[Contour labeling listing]
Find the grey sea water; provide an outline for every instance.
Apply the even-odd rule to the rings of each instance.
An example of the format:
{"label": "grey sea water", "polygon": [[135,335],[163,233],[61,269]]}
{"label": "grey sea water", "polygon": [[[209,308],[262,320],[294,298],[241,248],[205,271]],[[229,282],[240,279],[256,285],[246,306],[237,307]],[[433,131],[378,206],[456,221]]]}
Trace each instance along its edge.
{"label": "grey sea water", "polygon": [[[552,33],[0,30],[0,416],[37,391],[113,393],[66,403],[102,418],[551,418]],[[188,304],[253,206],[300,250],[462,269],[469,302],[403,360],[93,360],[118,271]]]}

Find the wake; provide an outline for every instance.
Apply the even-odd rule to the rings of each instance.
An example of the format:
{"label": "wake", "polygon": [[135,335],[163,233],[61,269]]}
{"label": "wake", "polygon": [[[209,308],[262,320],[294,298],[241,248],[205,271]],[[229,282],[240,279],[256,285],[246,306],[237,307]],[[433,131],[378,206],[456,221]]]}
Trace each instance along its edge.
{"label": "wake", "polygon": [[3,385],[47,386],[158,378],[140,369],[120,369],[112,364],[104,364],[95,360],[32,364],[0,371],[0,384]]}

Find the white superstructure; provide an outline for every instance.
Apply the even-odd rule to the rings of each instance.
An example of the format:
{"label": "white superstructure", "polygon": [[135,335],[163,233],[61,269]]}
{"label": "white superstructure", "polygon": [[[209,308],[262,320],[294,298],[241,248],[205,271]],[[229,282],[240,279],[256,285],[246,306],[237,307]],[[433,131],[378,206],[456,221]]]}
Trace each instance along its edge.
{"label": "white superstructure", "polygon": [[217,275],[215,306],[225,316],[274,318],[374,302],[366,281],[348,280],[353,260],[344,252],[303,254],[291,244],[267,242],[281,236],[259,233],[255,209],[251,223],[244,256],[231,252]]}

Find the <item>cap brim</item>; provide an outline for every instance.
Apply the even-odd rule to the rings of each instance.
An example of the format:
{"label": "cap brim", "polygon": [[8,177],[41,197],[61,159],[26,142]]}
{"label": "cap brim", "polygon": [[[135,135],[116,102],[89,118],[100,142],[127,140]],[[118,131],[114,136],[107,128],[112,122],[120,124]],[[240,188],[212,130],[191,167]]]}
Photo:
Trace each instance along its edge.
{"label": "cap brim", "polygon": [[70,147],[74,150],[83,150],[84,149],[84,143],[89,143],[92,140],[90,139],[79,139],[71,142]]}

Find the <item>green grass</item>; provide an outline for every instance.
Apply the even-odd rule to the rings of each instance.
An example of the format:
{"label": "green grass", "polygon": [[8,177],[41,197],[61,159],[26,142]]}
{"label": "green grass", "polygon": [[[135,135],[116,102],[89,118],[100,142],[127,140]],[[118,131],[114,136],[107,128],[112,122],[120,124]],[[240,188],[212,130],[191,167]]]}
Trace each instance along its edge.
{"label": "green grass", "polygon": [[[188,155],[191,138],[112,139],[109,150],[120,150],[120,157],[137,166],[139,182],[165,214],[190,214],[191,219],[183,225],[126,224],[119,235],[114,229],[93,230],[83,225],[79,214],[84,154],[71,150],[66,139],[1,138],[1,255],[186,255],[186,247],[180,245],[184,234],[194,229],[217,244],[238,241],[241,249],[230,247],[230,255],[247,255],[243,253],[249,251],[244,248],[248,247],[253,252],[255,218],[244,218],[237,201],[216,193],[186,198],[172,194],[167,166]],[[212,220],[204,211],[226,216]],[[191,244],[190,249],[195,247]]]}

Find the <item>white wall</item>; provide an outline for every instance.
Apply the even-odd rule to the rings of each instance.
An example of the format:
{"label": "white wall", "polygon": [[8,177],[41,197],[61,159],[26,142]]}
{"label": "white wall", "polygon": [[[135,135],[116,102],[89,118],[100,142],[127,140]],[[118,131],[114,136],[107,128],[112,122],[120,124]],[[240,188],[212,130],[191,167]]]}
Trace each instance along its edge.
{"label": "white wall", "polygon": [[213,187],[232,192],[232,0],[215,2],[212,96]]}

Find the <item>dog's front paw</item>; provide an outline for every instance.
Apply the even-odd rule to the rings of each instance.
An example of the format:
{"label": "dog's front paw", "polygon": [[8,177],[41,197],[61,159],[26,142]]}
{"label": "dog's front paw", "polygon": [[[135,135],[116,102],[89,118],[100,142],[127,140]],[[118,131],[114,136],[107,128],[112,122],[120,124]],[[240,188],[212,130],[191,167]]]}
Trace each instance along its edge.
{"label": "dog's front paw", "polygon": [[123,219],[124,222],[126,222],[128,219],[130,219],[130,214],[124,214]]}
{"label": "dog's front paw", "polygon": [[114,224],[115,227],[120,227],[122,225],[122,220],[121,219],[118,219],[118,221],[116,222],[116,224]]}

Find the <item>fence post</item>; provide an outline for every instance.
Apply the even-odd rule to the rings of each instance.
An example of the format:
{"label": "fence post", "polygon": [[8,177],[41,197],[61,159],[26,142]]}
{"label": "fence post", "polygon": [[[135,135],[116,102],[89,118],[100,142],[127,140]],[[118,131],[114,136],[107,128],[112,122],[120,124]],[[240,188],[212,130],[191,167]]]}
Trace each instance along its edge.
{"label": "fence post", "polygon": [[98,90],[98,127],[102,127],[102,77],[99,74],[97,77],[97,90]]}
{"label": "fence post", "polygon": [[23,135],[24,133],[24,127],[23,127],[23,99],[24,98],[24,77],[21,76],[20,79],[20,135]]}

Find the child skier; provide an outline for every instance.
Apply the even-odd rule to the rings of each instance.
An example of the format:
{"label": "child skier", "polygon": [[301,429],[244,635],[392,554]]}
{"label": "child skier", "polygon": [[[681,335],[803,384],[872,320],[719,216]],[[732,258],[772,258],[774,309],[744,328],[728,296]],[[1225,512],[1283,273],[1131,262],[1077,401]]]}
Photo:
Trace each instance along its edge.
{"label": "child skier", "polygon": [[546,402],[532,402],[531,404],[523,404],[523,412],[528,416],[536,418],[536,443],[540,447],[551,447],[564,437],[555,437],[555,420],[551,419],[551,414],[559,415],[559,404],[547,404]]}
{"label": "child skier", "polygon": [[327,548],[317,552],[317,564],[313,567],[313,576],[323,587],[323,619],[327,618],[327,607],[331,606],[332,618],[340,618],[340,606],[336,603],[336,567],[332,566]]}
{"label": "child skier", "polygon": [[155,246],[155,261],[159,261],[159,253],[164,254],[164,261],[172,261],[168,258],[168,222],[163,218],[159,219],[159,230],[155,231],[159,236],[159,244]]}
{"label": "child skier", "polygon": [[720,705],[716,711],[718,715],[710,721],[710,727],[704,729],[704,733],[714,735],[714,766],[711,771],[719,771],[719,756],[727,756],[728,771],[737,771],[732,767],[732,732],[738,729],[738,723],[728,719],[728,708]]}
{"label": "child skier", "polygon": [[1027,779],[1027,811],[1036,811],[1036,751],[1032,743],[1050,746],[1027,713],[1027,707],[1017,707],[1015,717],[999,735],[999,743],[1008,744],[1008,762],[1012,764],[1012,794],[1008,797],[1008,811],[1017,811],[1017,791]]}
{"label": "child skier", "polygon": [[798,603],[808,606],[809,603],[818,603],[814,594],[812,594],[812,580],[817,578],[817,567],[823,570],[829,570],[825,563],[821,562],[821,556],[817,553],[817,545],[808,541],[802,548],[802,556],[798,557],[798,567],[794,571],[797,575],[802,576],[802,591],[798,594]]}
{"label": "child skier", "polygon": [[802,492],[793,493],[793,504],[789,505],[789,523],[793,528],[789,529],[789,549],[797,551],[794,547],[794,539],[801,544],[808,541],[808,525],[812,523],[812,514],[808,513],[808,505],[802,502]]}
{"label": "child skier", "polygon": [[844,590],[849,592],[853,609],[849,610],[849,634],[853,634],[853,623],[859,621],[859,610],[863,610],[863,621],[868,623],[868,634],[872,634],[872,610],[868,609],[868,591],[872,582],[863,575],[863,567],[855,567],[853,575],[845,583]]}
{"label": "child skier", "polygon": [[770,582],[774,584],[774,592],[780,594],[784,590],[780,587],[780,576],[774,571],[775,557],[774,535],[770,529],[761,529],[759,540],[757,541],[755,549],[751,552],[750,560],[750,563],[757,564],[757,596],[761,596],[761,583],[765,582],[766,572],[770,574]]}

Problem to solve: Return every line in the listing above that contains the word "grey".

Task output:
Find the grey sea water; provide an outline for every instance.
{"label": "grey sea water", "polygon": [[135,335],[163,233],[61,269]]}
{"label": "grey sea water", "polygon": [[[209,308],[262,320],[294,298],[241,248],[205,271]],[[229,282],[240,279],[256,285],[246,306],[237,307]],[[433,131],[378,206],[456,221]]]}
{"label": "grey sea water", "polygon": [[[552,33],[0,30],[0,416],[37,391],[113,393],[66,403],[102,418],[551,418]],[[188,304],[253,206],[300,250],[462,269],[469,302],[403,360],[93,360],[118,271]]]}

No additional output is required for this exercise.